* TEXT SEGMENT:
>>
Commonwealth Games Bad News For The Gold Coast

Poor Gold Coast. Acting Queensland Premier Andrew Fraser told reporters after the city won the right to hold the 2018 Commonwealth Games over the weekend that the economic benefits would be “priceless”.

That’s right: the Queensland Treasurer suggested that the financial gain for the Gold Coast was completely unquantifiable.

Politicians are living in a fantasy land when it comes to the economics of major events.

Evidence that international sporting festivals provide any economic benefit to their host is almost non-existent. The games will discourage as much economic activity in the Gold Coast as they will boost. Probably more.

We have enough serious, scholarly, dispassionate studies of major events to be strident here. Winning the Commonwealth Games is nothing to celebrate. It is bad news for the Gold Coast.

Of course that is not how the Games bid has been pitched to voters.

Anna Bligh has argued the bid is “vitally important for the future of the Gold Coast”. Fraser may believe the benefits are priceless, but the Government and the bid team have been spruiking an economic benefit to the city of between $1.4 billion and $2 billion (naturally, the Government prefers the higher number).

According to comments by the bid chair Mark Stockwell late last year, the Games will also create 24,000 jobs. In Queensland Government press releases, that projection has become a nice round 30,000 jobs. One press release is higher again, and weirdly specific: 33,540 jobs between 2015 and 2020.

These figures are apparently based on a “feasibility study”, which the Government commissioned. The study is not available for public scrutiny.

It doesn’t have to be. We already know it’s wrong.

In their 2008 paper “Do Economists Reach a Conclusion on Subsidies for Sports Franchises, Stadiums, and Mega-Events?”, the economists Dennis Coates and Brad R. Humphreys survey the “large and growing” peer-reviewed literature on major sporting events.
<<
* INFORMATION GIVEN:
>>
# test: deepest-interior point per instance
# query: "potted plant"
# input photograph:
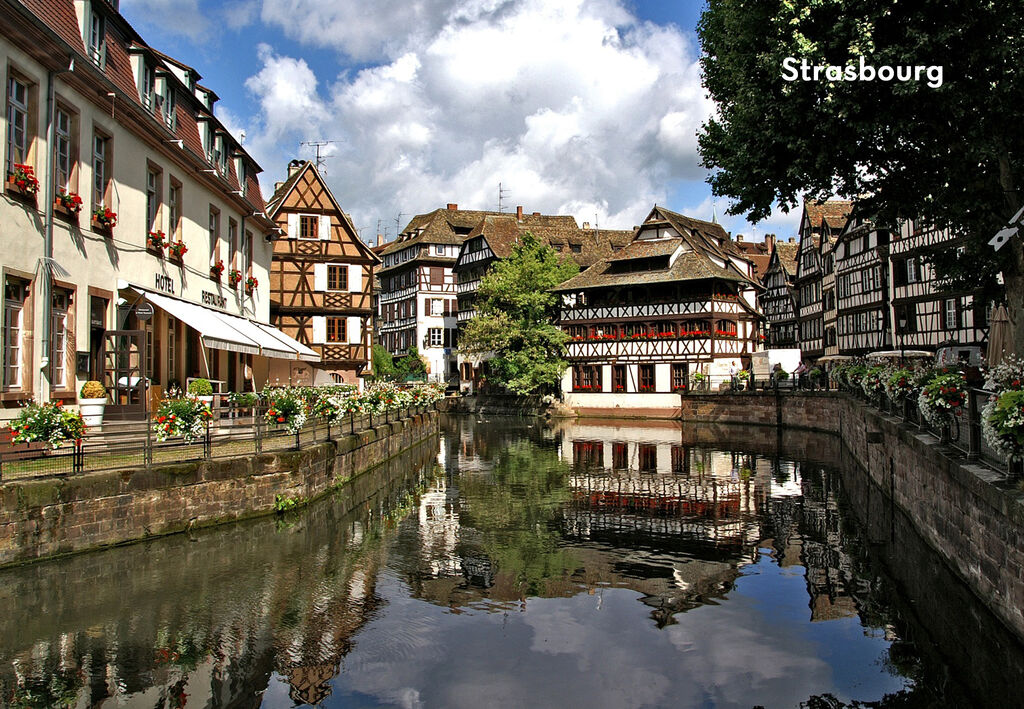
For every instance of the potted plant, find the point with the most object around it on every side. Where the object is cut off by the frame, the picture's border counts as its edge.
(177, 250)
(186, 417)
(23, 179)
(155, 241)
(69, 203)
(203, 389)
(91, 403)
(47, 422)
(103, 218)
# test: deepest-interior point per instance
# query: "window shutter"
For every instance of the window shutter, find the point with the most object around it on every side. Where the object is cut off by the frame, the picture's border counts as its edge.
(320, 329)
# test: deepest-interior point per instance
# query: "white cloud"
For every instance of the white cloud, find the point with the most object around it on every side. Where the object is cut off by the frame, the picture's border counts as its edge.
(576, 107)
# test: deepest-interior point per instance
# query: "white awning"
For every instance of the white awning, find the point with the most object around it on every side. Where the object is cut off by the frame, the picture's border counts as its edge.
(208, 323)
(304, 352)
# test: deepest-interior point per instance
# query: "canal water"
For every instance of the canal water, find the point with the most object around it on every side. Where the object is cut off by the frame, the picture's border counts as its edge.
(513, 565)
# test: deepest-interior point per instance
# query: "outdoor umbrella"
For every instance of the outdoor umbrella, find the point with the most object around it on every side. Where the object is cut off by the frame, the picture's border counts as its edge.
(998, 336)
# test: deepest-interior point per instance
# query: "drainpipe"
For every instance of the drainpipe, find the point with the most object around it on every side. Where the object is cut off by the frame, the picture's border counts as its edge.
(45, 270)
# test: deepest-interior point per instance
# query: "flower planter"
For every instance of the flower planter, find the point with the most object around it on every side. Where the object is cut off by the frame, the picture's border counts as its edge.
(92, 410)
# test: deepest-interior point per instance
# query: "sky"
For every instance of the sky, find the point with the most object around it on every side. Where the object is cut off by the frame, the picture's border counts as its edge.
(588, 108)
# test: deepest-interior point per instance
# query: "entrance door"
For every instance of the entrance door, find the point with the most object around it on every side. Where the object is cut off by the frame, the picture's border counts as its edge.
(124, 360)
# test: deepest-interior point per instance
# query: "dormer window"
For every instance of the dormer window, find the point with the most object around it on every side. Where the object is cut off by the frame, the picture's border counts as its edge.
(96, 39)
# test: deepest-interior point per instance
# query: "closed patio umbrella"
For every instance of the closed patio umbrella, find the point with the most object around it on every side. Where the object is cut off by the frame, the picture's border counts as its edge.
(998, 336)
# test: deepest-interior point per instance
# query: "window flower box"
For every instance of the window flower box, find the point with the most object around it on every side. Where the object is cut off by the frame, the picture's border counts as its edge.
(177, 250)
(23, 181)
(156, 241)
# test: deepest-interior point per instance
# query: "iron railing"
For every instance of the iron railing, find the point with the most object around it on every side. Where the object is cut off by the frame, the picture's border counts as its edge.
(236, 430)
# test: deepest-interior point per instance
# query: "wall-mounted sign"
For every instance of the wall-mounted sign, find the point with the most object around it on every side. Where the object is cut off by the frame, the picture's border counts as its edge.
(214, 299)
(164, 283)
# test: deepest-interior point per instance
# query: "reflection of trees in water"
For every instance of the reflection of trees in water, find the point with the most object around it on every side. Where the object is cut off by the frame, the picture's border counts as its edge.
(210, 617)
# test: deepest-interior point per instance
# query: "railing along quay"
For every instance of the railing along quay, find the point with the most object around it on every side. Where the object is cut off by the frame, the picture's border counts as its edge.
(236, 430)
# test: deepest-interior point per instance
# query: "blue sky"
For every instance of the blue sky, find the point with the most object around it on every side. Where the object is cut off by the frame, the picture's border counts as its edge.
(576, 107)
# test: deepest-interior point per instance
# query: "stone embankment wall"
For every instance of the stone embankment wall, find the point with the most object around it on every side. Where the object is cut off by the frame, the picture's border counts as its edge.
(53, 516)
(963, 509)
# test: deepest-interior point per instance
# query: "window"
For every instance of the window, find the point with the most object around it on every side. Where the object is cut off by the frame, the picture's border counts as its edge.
(679, 376)
(153, 198)
(214, 235)
(96, 44)
(646, 377)
(100, 159)
(15, 291)
(17, 123)
(58, 339)
(62, 151)
(337, 277)
(620, 456)
(951, 314)
(232, 243)
(336, 330)
(308, 226)
(174, 209)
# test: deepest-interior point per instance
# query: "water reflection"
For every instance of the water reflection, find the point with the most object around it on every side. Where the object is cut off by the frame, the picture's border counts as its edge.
(585, 564)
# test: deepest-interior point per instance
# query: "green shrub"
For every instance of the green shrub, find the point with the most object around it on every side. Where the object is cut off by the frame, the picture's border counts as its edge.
(201, 387)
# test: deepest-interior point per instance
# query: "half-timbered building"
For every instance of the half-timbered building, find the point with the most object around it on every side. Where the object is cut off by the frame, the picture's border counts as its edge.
(924, 316)
(679, 299)
(778, 302)
(494, 239)
(418, 303)
(321, 281)
(861, 257)
(816, 218)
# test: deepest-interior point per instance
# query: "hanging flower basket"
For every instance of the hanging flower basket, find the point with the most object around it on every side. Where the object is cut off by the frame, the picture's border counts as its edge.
(103, 218)
(156, 241)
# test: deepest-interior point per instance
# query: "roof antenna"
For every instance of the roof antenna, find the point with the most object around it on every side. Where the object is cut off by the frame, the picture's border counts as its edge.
(501, 198)
(316, 144)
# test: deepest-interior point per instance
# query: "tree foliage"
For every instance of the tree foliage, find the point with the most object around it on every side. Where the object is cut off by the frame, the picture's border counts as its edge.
(950, 156)
(515, 319)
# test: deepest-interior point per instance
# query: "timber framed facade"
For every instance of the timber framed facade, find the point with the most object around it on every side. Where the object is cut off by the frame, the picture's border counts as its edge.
(322, 281)
(680, 299)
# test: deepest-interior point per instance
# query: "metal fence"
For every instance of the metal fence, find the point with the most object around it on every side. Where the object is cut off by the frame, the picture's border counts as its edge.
(235, 431)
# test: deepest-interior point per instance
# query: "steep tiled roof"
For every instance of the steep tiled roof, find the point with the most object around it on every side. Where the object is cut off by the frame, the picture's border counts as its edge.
(687, 266)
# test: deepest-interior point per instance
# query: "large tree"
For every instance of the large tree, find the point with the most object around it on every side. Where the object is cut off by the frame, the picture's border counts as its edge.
(514, 326)
(950, 155)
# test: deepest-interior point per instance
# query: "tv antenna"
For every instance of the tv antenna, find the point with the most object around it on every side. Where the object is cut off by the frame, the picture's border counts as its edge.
(501, 198)
(316, 146)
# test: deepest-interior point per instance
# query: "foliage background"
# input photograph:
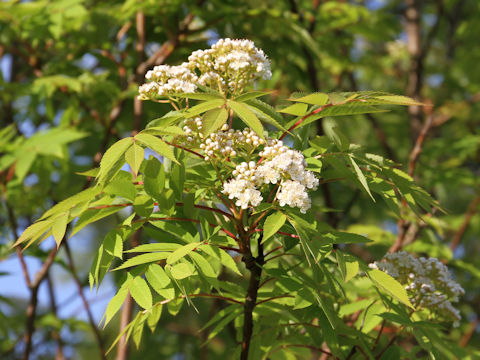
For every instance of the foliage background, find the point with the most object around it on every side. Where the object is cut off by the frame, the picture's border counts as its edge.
(69, 75)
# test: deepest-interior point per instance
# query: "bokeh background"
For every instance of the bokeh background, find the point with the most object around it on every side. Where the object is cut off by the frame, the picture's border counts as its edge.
(70, 70)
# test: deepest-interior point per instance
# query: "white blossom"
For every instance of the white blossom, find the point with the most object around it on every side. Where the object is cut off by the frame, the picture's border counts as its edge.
(165, 79)
(428, 282)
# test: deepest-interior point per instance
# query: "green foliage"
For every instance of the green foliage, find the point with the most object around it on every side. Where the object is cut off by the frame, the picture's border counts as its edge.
(155, 214)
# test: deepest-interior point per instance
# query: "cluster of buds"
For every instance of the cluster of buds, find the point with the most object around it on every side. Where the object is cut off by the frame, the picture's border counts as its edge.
(229, 65)
(227, 143)
(428, 283)
(280, 165)
(165, 79)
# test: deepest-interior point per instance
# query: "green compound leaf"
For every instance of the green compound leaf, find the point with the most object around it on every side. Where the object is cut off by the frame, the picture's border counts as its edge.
(297, 109)
(273, 223)
(313, 99)
(247, 116)
(181, 252)
(115, 304)
(390, 285)
(157, 145)
(182, 270)
(213, 120)
(113, 159)
(59, 227)
(141, 292)
(134, 157)
(361, 178)
(203, 107)
(143, 259)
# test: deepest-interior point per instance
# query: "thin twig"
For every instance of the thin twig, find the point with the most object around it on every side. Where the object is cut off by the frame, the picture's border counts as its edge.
(471, 211)
(94, 327)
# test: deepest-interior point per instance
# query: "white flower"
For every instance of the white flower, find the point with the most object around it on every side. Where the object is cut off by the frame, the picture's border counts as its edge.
(165, 79)
(428, 282)
(293, 193)
(243, 191)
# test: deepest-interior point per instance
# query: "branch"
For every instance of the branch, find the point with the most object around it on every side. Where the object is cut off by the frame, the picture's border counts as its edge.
(32, 305)
(254, 265)
(53, 306)
(471, 211)
(417, 149)
(98, 337)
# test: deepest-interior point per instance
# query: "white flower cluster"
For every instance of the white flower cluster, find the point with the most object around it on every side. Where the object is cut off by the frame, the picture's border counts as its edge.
(280, 165)
(234, 63)
(226, 143)
(428, 283)
(231, 64)
(165, 79)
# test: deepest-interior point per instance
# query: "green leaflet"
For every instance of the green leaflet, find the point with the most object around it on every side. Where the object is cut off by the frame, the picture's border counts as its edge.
(361, 178)
(214, 120)
(200, 96)
(297, 109)
(67, 204)
(203, 265)
(157, 145)
(115, 304)
(182, 270)
(141, 292)
(112, 160)
(348, 265)
(266, 113)
(341, 237)
(143, 259)
(390, 285)
(221, 255)
(251, 95)
(155, 247)
(181, 252)
(313, 99)
(332, 132)
(203, 107)
(247, 116)
(273, 223)
(59, 227)
(134, 157)
(157, 277)
(33, 232)
(92, 215)
(154, 316)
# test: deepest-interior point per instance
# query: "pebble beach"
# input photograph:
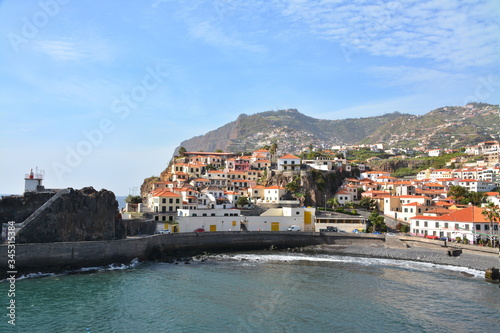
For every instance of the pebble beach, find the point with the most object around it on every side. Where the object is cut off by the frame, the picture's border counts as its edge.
(422, 253)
<<
* WHAT TO WORK ON: Write out, word for word, the part of the Commonwealth Games article above from "That’s right: the" to "boost. Probably more.".

* SOLVED EXERCISE:
That’s right: the Queensland Treasurer suggested that the financial gain for the Gold Coast was completely unquantifiable.

Politicians are living in a fantasy land when it comes to the economics of major events.

Evidence that international sporting festivals provide any economic benefit to their host is almost non-existent. The games will discourage as much economic activity in the Gold Coast as they will boost. Probably more.